# DATA ENTRIES start
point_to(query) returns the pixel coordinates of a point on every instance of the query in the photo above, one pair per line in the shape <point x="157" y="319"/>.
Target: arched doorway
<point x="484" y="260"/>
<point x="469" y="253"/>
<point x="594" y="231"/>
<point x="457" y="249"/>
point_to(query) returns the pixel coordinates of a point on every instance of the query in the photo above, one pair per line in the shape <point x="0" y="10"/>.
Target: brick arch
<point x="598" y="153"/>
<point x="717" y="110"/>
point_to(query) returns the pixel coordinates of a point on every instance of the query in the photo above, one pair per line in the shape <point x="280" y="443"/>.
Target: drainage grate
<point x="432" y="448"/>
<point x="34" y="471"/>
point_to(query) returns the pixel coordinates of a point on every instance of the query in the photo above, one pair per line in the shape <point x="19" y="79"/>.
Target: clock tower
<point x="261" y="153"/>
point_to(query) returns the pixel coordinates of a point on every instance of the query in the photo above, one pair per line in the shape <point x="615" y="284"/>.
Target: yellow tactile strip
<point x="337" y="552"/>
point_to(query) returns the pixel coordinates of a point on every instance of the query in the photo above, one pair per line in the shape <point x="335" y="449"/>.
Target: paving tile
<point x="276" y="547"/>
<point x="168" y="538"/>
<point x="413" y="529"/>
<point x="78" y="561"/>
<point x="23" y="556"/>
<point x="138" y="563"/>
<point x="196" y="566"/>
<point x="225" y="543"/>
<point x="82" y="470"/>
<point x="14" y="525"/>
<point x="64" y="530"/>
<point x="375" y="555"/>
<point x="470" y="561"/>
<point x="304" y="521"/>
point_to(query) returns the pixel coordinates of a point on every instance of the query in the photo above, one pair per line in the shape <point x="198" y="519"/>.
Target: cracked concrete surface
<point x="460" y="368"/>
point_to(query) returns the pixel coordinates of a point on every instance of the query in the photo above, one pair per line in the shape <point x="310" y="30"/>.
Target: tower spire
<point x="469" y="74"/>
# DATA ENTRIES end
TASK DESCRIPTION
Which lines in the items above contain the string "Target"? Show each of them in full.

SOLUTION BELOW
Target: arched doorway
Target: brick arch
Target: drainage grate
Target: clock tower
Target: yellow tactile strip
Target: paving tile
Target: cracked concrete surface
Target: tower spire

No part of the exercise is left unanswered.